**Stated task**
Update the part of the entries that opens with the line containing "Please mark where the distant" and closes with the line containing "[526,203,765,279]". Write those lines out again with "church" replaced by "chapel" and everything else unchanged.

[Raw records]
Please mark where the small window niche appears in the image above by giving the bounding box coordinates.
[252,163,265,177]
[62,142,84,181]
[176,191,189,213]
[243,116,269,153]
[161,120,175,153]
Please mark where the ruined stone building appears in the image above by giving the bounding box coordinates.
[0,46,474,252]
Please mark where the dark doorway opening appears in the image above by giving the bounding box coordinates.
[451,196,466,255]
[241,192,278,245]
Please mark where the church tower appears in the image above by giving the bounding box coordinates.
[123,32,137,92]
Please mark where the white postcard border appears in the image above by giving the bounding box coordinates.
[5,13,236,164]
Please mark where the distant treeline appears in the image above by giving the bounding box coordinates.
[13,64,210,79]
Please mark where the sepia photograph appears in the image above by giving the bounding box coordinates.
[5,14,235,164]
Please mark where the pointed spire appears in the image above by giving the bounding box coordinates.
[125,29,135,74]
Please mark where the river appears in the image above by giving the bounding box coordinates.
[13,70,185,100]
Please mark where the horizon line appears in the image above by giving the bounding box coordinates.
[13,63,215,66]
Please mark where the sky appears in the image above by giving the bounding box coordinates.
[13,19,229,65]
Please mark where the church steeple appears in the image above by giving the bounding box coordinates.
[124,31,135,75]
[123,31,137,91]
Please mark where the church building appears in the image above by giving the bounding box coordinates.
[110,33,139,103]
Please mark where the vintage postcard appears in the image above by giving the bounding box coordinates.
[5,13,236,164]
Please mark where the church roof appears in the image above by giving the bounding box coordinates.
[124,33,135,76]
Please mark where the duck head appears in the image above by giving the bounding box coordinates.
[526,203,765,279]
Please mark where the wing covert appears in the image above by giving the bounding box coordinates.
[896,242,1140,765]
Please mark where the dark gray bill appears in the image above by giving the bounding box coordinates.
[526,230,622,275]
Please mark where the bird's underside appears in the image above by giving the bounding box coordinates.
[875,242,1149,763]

**Solution below**
Please mark where the distant treeline appears in the image above by giving the bounding box coordinates.
[13,64,210,79]
Please mark where the sepia photograph appears in the image above by giving the bounding box coordinates.
[5,14,235,164]
Please mark where the pointed spire appears in the image above by giving the bounding box coordinates.
[125,29,135,74]
Please mark where the river appears in the image above by giving the bounding box coordinates.
[13,70,185,100]
Please mark where the horizon line appears in the image above by giving the bounding box coordinates.
[13,63,215,66]
Please mark where the sky appears in the image above by giving the bounding box coordinates.
[13,19,229,65]
Please mark where the chapel steeple appears in the image above by giving the bounding box coordinates.
[124,31,135,75]
[123,31,137,91]
Please mark where the chapel building appears in the image above by giving the bounding box coordinates.
[110,33,139,103]
Please mark where the vintage postcard appears in the image above by giving the bounding box coordinates.
[5,13,236,164]
Please mark where the chapel roof appears in the image above by giving the bounding box coordinates.
[124,33,135,76]
Please mark where the duck head appears in the image above by giving the bounding box coordinates.
[526,203,765,279]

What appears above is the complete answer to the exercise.